* Aim of the task
Restate all of the entries exactly. Any picture in them should be skipped.

(Records)

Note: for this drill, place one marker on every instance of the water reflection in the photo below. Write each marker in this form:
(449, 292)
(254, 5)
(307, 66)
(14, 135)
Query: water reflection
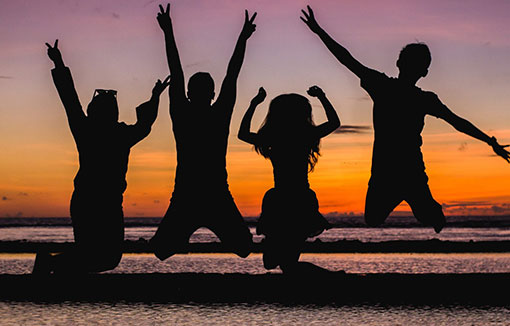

(End Records)

* Answer to this exercise
Note: for this drill, place one marker on every instance of the water reflection in the photo below. Write each marker in this form:
(449, 292)
(254, 5)
(307, 66)
(14, 135)
Query: water reflection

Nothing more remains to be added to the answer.